- Exercício curto 1 -
Responda com base no texto sobre a saída dos EUA da OMS:
(a) Com quanto os EUA vão contribuir para o orçamento 2024-2025?
(b) Que parte do financiamento da OMS vem de contribuições voluntárias?
(c) Segundo Ilona Kickbush, até que ano este recuo da saúde global arrasta o mundo?
- Exercício curto 2 -
Transcreva o trecho do texto sobre a saída dos EUA da OMS que começa nas palavras "Agora teremos uma" e termina depois de "milhões de euros.".
- Exercício curto 3 -
Prolongue o texto sobre a saída dos EUA da OMS, a partir da última frase que aparece.

══ Trecho do documento

Agora teremos uma versão reforçada desta política. A justificação oficial – os EUA contribuem mais que a China – simplesmente não convence. As contribuições para a OMS são calculadas em função da riqueza de cada país. Para o orçamento 2024-2025, os EUA irão contribuir com 260 milhões de dólares. No mesmo período, as contribuições da China serão de 175 milhões. Como comparação, as contribuições obrigatórias de Portugal correspondem a pouco mais de 4 milhões de euros.
Há um problema com o financiamento da OMS que não pode ser ignorado. As contribuições obrigatórias apenas cobrem uma pequena fração dos gastos desta organização. 80% do seu financiamento é obtido através de contribuições voluntárias, normalmente consignadas a projetos específicos. Neste capítulo, as contribuições dos EUA são bem superiores às chinesas, 700 milhões vs 30 milhões. Embora seja importante recordar o caracter voluntário das mesmas, e a forma como este investimento na saúde global permite manter o país na liderança da diplomacia da saúde, com todos os benefícios que daí advêm. Fazendo o mesmo exercício para Portugal, as nossas contribuições voluntárias ascendem a 3 milhões de euros, na sua maioria, consignados a projetos de melhoria do acesso aos cuidados de saúde em África.
A saída dos EUA da OMS significa que pela primeira vez em 80 anos, o país estará de fora da maior organização de saúde. As dinâmicas diplomáticas sofreram, sem dúvida, um ajuste e um enorme retrocesso. A cooperação ficará cada vez mais restrita aos blocos diplomáticos, em vez de uma procura solidária de melhorar o acesso e a equidade em saúde para todos. Num recente texto na Lancet, Ilona Kickbush diz que este grave recuo da saúde global arrasta o mundo até 1851, ano da primeira convenção internacional sobre segurança sanitária, sugerindo um retrocesso a um período anterior à cooperação internacional em saúde.

════
══ Listagem

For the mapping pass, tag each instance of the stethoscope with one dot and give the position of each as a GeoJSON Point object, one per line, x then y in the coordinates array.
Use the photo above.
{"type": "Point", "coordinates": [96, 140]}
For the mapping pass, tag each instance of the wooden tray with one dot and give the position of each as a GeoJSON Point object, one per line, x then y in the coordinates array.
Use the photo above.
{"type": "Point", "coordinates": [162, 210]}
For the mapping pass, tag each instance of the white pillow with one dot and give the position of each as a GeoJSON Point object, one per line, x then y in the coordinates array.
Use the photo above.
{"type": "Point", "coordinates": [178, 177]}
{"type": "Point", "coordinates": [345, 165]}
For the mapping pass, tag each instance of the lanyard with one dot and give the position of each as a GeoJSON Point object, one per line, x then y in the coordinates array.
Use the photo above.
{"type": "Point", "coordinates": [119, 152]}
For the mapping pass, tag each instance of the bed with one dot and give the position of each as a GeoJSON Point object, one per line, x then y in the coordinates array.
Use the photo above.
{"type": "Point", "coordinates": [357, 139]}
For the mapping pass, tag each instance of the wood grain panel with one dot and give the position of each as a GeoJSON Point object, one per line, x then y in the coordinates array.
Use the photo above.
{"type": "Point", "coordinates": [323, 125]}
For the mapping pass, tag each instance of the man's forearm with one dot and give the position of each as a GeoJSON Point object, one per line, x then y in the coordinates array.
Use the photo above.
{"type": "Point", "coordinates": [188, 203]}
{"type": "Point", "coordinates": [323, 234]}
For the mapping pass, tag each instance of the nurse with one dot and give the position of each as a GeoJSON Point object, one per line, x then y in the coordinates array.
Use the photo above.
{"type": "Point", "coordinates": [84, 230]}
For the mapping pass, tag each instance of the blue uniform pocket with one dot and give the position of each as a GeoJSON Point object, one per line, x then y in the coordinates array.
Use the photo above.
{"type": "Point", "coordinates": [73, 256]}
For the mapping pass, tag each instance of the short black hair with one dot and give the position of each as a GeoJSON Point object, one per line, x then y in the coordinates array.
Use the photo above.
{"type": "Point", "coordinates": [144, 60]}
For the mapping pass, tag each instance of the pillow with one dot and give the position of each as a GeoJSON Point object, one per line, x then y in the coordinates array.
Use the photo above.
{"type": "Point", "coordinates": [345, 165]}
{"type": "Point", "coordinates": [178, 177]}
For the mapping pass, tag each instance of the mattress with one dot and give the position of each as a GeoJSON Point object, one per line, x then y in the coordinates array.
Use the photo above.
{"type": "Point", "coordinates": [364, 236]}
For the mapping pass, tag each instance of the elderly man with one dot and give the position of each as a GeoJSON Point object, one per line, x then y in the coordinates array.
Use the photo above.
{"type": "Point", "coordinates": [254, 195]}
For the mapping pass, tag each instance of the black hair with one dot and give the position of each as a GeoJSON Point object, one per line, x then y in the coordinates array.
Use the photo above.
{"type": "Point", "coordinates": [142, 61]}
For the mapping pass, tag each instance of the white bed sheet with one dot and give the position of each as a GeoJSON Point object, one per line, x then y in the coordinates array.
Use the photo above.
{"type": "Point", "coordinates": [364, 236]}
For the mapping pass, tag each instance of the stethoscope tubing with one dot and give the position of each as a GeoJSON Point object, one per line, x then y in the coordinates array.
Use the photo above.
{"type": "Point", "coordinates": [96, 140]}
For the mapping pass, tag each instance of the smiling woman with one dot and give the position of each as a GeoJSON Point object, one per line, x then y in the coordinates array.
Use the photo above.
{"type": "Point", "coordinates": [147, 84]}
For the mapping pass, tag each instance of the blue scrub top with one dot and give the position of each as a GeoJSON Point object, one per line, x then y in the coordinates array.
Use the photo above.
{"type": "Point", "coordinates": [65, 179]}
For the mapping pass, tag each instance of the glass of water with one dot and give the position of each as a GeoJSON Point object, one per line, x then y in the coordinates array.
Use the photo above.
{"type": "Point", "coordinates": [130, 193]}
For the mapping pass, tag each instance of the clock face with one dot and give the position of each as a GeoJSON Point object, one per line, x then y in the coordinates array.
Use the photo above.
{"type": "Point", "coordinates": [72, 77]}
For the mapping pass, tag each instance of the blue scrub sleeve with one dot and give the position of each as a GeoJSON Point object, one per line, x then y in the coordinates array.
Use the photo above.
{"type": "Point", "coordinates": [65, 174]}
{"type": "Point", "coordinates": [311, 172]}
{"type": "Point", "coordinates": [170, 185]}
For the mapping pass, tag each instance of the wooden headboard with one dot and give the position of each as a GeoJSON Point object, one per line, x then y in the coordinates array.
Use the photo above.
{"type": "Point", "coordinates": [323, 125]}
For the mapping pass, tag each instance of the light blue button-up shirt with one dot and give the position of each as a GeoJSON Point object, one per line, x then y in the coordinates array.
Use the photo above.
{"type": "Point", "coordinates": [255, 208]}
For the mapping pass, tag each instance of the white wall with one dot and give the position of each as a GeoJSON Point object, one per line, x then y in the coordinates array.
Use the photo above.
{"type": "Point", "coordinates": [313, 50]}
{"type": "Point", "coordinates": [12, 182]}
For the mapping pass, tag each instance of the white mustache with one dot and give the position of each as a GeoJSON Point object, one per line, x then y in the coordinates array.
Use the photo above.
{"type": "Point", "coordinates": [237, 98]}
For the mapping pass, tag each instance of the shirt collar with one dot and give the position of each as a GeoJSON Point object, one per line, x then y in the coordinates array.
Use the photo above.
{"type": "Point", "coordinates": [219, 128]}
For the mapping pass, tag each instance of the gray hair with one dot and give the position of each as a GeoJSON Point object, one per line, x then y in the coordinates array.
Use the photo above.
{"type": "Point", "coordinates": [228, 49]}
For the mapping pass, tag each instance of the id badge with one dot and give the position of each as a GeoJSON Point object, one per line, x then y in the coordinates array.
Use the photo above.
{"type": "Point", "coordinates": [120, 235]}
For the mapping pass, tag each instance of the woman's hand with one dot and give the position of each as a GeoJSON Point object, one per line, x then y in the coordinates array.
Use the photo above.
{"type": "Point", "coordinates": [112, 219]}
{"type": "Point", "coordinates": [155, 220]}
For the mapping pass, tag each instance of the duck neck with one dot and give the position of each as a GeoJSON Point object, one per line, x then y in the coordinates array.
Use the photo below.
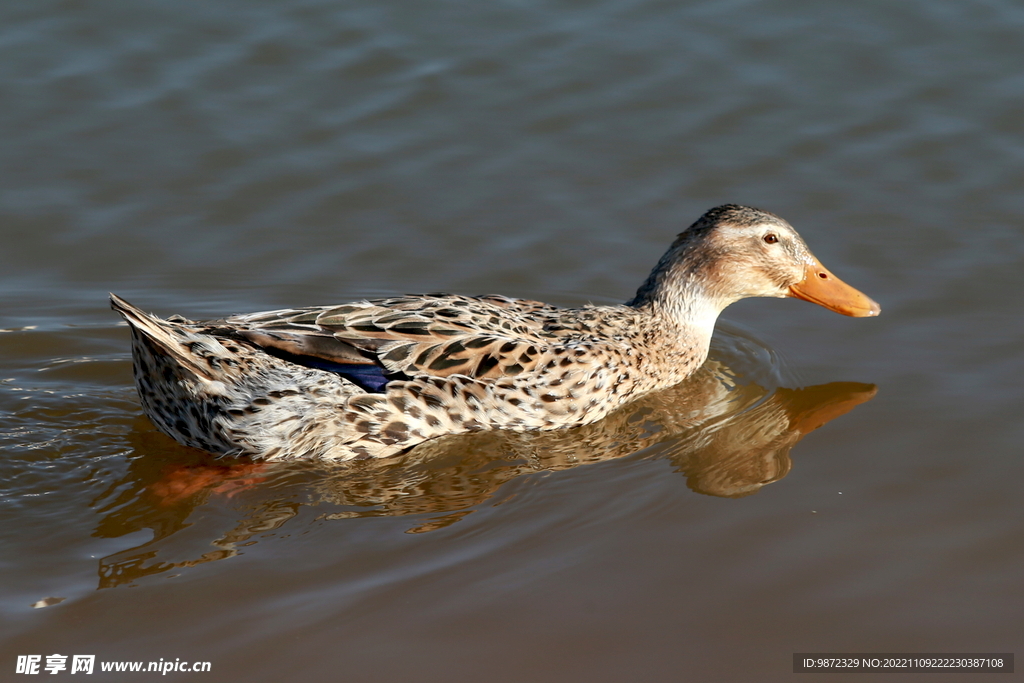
{"type": "Point", "coordinates": [676, 295]}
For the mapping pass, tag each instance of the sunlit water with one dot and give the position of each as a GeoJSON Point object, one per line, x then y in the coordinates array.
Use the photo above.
{"type": "Point", "coordinates": [237, 157]}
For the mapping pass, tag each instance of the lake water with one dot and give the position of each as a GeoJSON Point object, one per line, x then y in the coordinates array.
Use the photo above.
{"type": "Point", "coordinates": [227, 157]}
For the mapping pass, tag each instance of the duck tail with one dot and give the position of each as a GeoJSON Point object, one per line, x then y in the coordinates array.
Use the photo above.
{"type": "Point", "coordinates": [172, 340]}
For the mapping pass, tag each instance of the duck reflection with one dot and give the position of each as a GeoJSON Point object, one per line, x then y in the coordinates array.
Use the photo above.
{"type": "Point", "coordinates": [726, 435]}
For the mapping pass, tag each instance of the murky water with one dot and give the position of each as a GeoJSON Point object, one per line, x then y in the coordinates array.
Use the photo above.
{"type": "Point", "coordinates": [824, 484]}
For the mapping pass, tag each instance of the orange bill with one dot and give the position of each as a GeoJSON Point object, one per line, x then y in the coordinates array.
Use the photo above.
{"type": "Point", "coordinates": [821, 287]}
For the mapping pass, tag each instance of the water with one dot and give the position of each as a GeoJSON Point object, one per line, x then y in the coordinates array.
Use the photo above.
{"type": "Point", "coordinates": [242, 156]}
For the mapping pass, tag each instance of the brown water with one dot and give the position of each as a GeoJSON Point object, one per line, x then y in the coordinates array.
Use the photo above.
{"type": "Point", "coordinates": [227, 157]}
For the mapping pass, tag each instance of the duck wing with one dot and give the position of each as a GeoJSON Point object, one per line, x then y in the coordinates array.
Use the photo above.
{"type": "Point", "coordinates": [433, 335]}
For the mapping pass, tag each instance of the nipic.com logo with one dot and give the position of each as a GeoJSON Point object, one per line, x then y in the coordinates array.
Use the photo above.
{"type": "Point", "coordinates": [86, 664]}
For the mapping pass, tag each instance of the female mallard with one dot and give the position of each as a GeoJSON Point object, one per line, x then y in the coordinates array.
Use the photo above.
{"type": "Point", "coordinates": [372, 378]}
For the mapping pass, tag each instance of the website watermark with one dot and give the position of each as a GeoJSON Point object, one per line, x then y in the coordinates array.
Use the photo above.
{"type": "Point", "coordinates": [86, 664]}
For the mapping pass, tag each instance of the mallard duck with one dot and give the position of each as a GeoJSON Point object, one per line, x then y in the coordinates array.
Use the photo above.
{"type": "Point", "coordinates": [371, 379]}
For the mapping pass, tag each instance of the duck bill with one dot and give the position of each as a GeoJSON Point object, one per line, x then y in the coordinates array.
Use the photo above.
{"type": "Point", "coordinates": [821, 287]}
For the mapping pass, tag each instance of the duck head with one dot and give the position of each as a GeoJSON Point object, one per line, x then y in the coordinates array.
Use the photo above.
{"type": "Point", "coordinates": [735, 252]}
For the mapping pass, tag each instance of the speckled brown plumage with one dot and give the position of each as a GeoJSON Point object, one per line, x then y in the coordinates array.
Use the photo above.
{"type": "Point", "coordinates": [373, 378]}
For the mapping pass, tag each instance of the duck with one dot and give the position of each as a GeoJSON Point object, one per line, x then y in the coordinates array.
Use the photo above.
{"type": "Point", "coordinates": [374, 378]}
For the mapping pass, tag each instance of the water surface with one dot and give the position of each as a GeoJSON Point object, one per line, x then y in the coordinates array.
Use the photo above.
{"type": "Point", "coordinates": [244, 156]}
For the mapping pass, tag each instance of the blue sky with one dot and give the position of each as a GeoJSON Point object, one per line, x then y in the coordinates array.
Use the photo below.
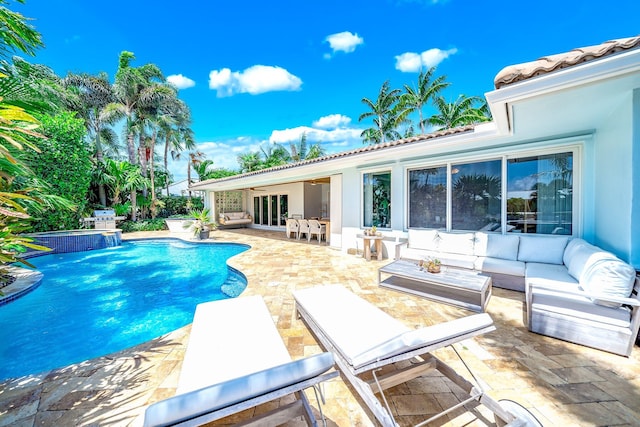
{"type": "Point", "coordinates": [256, 73]}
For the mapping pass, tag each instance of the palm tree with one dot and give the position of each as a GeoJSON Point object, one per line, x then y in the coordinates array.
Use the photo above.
{"type": "Point", "coordinates": [195, 159]}
{"type": "Point", "coordinates": [300, 151]}
{"type": "Point", "coordinates": [250, 162]}
{"type": "Point", "coordinates": [275, 155]}
{"type": "Point", "coordinates": [458, 113]}
{"type": "Point", "coordinates": [136, 90]}
{"type": "Point", "coordinates": [416, 99]}
{"type": "Point", "coordinates": [385, 115]}
{"type": "Point", "coordinates": [16, 34]}
{"type": "Point", "coordinates": [204, 169]}
{"type": "Point", "coordinates": [174, 125]}
{"type": "Point", "coordinates": [93, 94]}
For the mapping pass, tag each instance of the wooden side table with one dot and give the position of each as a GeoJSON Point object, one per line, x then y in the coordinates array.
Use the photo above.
{"type": "Point", "coordinates": [367, 246]}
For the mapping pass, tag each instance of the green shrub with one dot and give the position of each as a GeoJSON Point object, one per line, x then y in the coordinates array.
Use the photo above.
{"type": "Point", "coordinates": [65, 165]}
{"type": "Point", "coordinates": [178, 205]}
{"type": "Point", "coordinates": [143, 225]}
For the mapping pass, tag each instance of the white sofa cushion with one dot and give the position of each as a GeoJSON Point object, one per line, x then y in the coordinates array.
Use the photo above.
{"type": "Point", "coordinates": [423, 239]}
{"type": "Point", "coordinates": [547, 250]}
{"type": "Point", "coordinates": [609, 276]}
{"type": "Point", "coordinates": [456, 243]}
{"type": "Point", "coordinates": [455, 260]}
{"type": "Point", "coordinates": [582, 257]}
{"type": "Point", "coordinates": [502, 266]}
{"type": "Point", "coordinates": [551, 276]}
{"type": "Point", "coordinates": [497, 245]}
{"type": "Point", "coordinates": [580, 307]}
{"type": "Point", "coordinates": [571, 249]}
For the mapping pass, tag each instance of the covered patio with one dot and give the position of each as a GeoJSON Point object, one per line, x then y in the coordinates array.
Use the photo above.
{"type": "Point", "coordinates": [561, 383]}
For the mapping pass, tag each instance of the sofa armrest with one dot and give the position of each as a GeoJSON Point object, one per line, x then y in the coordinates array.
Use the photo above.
{"type": "Point", "coordinates": [399, 247]}
{"type": "Point", "coordinates": [634, 302]}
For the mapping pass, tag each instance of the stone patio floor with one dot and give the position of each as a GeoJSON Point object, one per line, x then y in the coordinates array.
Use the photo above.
{"type": "Point", "coordinates": [562, 384]}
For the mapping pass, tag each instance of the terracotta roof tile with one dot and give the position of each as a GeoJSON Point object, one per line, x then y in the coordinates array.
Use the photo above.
{"type": "Point", "coordinates": [548, 64]}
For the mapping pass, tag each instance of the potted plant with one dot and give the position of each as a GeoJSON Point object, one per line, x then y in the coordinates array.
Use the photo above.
{"type": "Point", "coordinates": [201, 224]}
{"type": "Point", "coordinates": [433, 265]}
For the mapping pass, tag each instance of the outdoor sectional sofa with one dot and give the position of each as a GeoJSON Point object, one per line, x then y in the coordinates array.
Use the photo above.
{"type": "Point", "coordinates": [574, 291]}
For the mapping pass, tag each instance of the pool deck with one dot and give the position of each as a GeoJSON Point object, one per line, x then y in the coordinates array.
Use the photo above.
{"type": "Point", "coordinates": [561, 383]}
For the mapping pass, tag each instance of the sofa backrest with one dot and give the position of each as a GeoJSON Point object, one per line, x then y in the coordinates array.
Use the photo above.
{"type": "Point", "coordinates": [544, 249]}
{"type": "Point", "coordinates": [497, 245]}
{"type": "Point", "coordinates": [423, 239]}
{"type": "Point", "coordinates": [456, 243]}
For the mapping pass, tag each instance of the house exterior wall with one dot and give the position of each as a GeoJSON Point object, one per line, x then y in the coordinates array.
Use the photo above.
{"type": "Point", "coordinates": [611, 171]}
{"type": "Point", "coordinates": [634, 253]}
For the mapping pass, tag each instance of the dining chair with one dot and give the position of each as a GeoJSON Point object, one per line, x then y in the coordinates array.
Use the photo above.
{"type": "Point", "coordinates": [315, 228]}
{"type": "Point", "coordinates": [292, 227]}
{"type": "Point", "coordinates": [303, 228]}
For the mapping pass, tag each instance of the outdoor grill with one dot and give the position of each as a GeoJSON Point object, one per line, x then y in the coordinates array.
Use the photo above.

════

- Resposta do exercício 1 -
(a) 260 milhões de dólares.
(b) 80%.
(c) 1851.

- Resposta do exercício 2 -
Agora teremos uma versão reforçada desta política. A justificação oficial – os EUA contribuem mais que a China – simplesmente não convence. As contribuições para a OMS são calculadas em função da riqueza de cada país. Para o orçamento 2024-2025, os EUA irão contribuir com 260 milhões de dólares. No mesmo período, as contribuições da China serão de 175 milhões. Como comparação, as contribuições obrigatórias de Portugal correspondem a pouco mais de 4 milhões de euros.

- Resposta do exercício 3 -
Não deixa de haver um toque de ironia nas vistas curtas da nova presidência americana. Preocupados com uma suposta influência e liderança chinesa na diplomacia da saúde, entregam totalmente este campeonato a Pequim. Além da saída da OMS, o fim do apoio a projetos bilaterais significa que os 50 mil milhões de dólares de investimento e doações chinesas a África, onde parte considerável destas verbas irá para o setor da saúde, serão mais valiosos e produzem mais efeitos positivos para a estratégia chinesa.
A saúde é cooperação e solidariedade. A União Europeia tem de se assumir como líder da saúde global, preocupada com o acesso aos cuidados de saúde e com a equidade. A nossa liderança, sem arrogância e envolvendo todos os parceiros e países, é a chave para salvar a saúde do planeta.